### Problem
Could you recast the lines below as a Markdown table with the columns "Row" and "Line", starting at the line that contains "Exercise. Mark the rust-colored" and running through the last line, both ends included? Number each row, and leave out any blank lines.

----

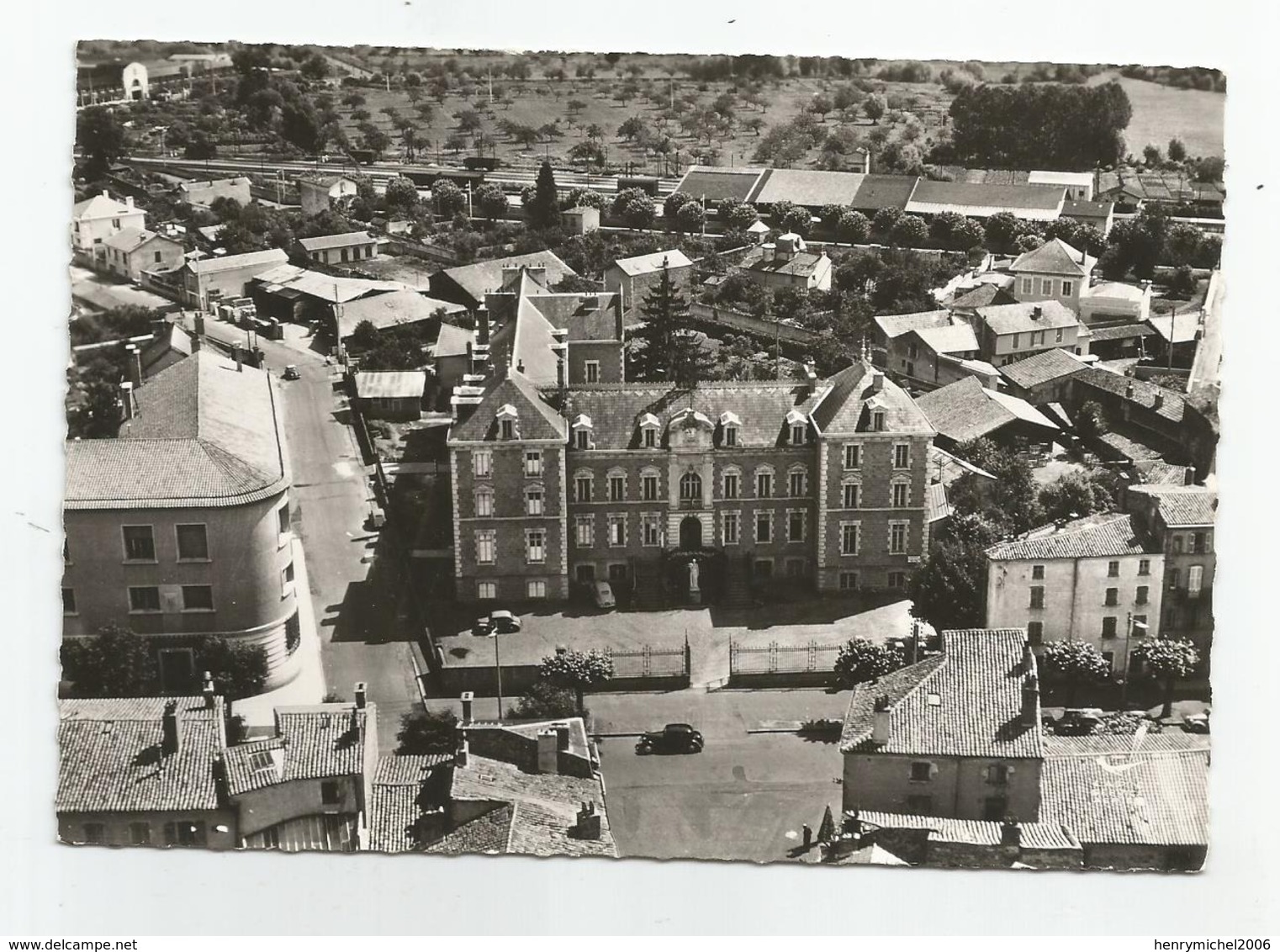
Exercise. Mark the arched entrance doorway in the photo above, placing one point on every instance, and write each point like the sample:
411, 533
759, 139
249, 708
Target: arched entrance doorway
690, 534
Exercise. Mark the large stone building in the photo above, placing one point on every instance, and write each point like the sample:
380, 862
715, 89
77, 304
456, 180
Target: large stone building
179, 526
679, 495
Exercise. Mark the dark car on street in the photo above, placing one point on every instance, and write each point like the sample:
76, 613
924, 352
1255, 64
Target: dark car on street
674, 738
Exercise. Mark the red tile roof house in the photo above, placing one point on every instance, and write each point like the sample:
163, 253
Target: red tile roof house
510, 789
946, 764
181, 525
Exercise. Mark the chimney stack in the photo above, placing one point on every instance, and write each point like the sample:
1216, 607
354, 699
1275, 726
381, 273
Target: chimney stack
135, 365
1030, 701
548, 758
171, 728
880, 723
468, 699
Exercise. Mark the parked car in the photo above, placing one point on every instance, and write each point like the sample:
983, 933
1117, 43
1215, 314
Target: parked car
674, 738
602, 594
495, 622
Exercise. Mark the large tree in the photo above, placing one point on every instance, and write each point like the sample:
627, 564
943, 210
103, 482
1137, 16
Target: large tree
576, 671
543, 209
950, 589
1169, 660
667, 346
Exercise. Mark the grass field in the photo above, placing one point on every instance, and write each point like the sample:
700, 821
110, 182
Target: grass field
1160, 113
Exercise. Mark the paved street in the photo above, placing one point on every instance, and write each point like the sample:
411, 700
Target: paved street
356, 617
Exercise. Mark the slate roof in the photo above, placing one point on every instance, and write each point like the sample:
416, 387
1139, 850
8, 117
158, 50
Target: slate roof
1052, 257
204, 436
878, 192
844, 404
336, 241
1108, 794
1143, 393
942, 829
649, 264
1018, 319
389, 384
538, 421
983, 296
965, 410
110, 759
390, 309
1042, 368
969, 198
616, 410
225, 262
483, 277
808, 187
1100, 537
894, 325
717, 183
404, 791
1182, 507
977, 681
544, 807
311, 743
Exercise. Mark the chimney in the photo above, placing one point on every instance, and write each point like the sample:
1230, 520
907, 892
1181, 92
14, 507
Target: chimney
548, 758
1010, 833
171, 728
1030, 701
135, 365
880, 723
588, 826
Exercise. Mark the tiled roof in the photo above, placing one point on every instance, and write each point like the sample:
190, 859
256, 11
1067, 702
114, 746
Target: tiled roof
965, 410
336, 241
311, 743
1143, 393
1157, 797
1020, 319
762, 407
878, 192
844, 406
390, 309
390, 384
1182, 507
483, 277
402, 794
894, 325
808, 187
110, 758
204, 436
225, 262
544, 807
1052, 257
1044, 366
649, 264
985, 294
977, 684
716, 184
1034, 836
1089, 537
537, 420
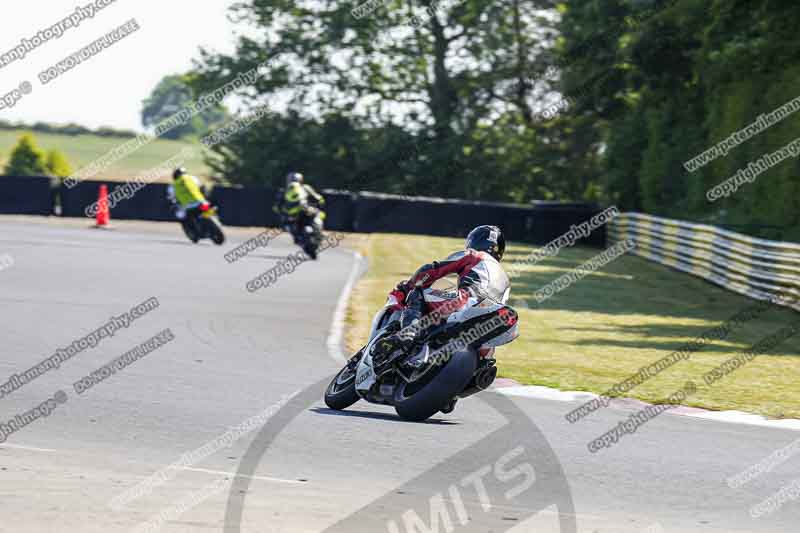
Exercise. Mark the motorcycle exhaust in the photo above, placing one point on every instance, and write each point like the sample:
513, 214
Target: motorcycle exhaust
481, 381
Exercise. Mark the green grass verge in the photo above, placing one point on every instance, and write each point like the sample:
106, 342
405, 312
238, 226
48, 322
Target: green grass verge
606, 326
81, 150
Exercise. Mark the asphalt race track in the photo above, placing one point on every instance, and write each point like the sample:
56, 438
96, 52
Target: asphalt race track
495, 464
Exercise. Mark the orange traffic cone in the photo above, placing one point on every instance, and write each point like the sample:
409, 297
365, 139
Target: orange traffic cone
103, 213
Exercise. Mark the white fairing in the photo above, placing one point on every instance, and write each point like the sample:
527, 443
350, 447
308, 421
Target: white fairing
365, 375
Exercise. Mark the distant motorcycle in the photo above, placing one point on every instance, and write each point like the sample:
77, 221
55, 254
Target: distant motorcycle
204, 224
309, 231
437, 372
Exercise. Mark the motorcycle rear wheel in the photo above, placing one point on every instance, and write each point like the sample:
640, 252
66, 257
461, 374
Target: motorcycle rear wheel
423, 398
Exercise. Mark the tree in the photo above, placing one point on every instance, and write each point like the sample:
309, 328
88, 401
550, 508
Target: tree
438, 74
26, 159
57, 164
171, 95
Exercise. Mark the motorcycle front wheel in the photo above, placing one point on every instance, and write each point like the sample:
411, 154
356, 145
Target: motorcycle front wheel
189, 230
214, 231
341, 392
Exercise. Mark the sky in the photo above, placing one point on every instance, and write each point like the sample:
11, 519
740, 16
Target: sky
107, 89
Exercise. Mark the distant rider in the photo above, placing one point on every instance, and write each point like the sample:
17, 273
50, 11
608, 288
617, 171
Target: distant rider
294, 207
185, 194
480, 275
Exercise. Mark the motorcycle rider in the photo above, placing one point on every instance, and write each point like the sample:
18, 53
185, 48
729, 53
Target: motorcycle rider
294, 205
479, 275
185, 194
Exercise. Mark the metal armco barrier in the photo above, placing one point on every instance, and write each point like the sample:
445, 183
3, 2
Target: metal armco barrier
757, 268
25, 196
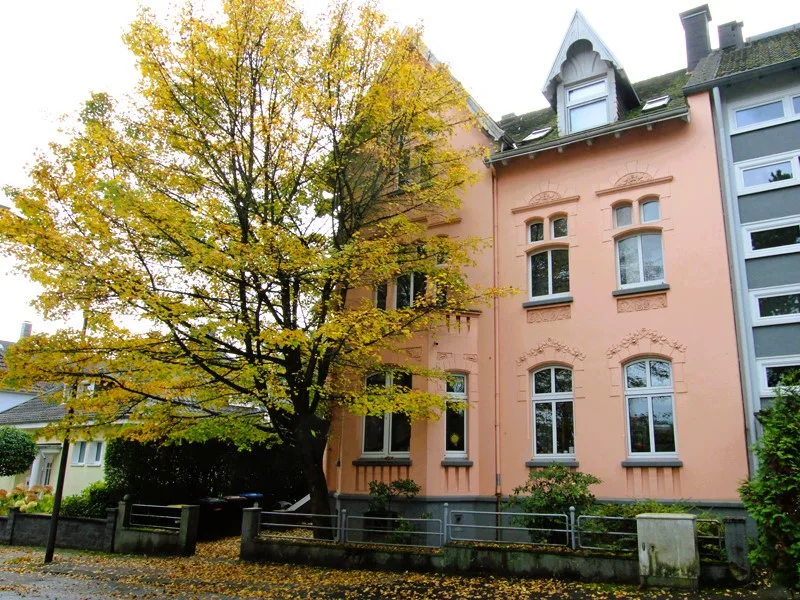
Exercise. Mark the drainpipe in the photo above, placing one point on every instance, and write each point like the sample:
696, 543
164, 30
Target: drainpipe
498, 490
743, 332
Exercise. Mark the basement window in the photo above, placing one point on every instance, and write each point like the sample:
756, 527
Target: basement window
656, 103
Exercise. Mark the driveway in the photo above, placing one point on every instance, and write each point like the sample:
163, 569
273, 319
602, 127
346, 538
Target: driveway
215, 573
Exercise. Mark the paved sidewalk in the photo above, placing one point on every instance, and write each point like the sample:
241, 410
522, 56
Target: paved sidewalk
216, 573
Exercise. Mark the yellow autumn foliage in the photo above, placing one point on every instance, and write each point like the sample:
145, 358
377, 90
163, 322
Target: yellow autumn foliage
213, 228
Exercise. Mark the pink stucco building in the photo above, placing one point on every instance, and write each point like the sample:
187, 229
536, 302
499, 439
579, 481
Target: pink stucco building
619, 355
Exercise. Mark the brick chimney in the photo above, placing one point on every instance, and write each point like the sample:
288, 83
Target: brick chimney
730, 35
695, 27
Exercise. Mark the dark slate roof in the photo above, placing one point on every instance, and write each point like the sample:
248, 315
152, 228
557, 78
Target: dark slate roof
35, 410
763, 52
518, 127
4, 345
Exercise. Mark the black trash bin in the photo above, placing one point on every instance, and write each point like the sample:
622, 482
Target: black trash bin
252, 498
212, 519
233, 517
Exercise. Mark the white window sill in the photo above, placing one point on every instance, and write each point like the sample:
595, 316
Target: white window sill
555, 459
456, 461
548, 300
650, 461
659, 286
380, 461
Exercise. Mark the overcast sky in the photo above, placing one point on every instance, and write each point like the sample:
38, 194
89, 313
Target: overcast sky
54, 52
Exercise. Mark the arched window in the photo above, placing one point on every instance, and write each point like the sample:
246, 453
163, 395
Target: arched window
640, 260
649, 404
535, 231
389, 434
549, 272
553, 421
455, 426
650, 211
623, 215
559, 228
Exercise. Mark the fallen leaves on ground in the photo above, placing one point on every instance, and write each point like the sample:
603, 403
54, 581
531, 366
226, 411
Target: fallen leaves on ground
216, 572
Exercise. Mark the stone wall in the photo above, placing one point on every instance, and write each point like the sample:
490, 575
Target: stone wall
22, 529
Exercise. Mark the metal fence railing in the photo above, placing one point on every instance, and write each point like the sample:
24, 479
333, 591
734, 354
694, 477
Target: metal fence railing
394, 531
606, 533
299, 526
510, 528
586, 532
155, 516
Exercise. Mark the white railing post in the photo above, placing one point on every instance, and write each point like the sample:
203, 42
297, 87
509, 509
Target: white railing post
445, 526
572, 525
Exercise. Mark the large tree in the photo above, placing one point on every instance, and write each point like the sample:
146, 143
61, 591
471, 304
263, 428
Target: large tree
213, 227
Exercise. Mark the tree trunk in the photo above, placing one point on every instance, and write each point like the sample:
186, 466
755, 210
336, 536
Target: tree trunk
311, 434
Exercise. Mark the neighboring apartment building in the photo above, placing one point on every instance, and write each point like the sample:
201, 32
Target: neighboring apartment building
754, 88
619, 357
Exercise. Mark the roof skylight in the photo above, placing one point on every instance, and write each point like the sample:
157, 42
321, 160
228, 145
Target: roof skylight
538, 134
655, 103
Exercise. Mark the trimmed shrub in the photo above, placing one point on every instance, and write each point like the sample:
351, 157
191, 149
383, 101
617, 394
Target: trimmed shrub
17, 451
91, 503
552, 490
773, 497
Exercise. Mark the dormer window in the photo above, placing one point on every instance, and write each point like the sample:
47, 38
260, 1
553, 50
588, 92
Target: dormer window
587, 105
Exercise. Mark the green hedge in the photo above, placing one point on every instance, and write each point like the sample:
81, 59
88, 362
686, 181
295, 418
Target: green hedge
773, 496
172, 474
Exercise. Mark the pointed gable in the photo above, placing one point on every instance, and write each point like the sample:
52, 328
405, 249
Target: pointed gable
579, 30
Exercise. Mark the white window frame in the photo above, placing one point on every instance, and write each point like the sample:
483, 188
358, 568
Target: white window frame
93, 460
461, 399
774, 361
410, 274
649, 392
789, 113
764, 161
770, 292
552, 398
756, 226
528, 227
553, 227
569, 106
387, 430
79, 451
614, 214
642, 203
642, 282
550, 295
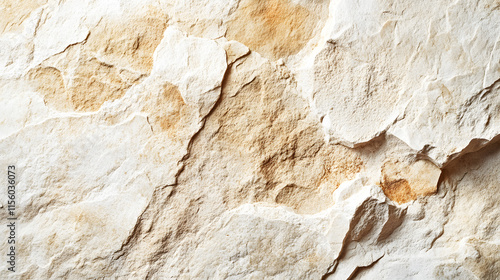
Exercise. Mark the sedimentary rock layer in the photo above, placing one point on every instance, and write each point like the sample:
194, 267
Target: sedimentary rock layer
247, 139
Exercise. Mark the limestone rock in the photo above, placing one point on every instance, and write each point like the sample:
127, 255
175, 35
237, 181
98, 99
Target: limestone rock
246, 139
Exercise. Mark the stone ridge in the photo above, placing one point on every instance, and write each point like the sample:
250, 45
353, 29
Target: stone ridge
246, 139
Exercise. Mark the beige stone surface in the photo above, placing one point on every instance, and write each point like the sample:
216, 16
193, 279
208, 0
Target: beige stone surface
247, 139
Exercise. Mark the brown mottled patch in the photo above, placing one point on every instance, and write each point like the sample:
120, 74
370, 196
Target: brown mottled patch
270, 126
274, 28
131, 42
14, 13
398, 190
168, 110
115, 56
404, 181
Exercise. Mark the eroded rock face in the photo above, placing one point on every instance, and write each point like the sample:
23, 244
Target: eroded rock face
248, 139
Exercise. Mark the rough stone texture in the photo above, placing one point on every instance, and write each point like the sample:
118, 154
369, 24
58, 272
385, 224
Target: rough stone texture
247, 139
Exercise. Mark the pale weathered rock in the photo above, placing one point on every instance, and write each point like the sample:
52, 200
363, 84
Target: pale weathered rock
246, 139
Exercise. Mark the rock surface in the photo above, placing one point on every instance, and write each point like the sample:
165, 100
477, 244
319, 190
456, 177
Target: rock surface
246, 139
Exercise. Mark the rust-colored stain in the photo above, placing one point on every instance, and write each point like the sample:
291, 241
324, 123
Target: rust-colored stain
265, 124
398, 190
82, 82
403, 181
170, 119
14, 13
274, 28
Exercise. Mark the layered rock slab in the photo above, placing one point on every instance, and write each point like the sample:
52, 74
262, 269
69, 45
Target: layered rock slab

----

### Reply to the task
| Row | Line |
|---|---|
| 1 | Exercise. Mark the rust-colored stain in the photo above, placing one point on every instance, and write each point like the sample: |
| 2 | 291, 241 |
| 3 | 324, 123 |
| 4 | Target: rust-colored stain |
| 5 | 265, 124 |
| 6 | 398, 190 |
| 7 | 82, 82 |
| 8 | 403, 181 |
| 9 | 170, 119 |
| 10 | 14, 13 |
| 11 | 274, 28 |
| 12 | Exercise. Mark the layered rock slab in the photo above, placing one point on every instance, and write each point like the sample: |
| 13 | 52, 74 |
| 14 | 262, 269 |
| 15 | 69, 45 |
| 16 | Target: layered rock slab |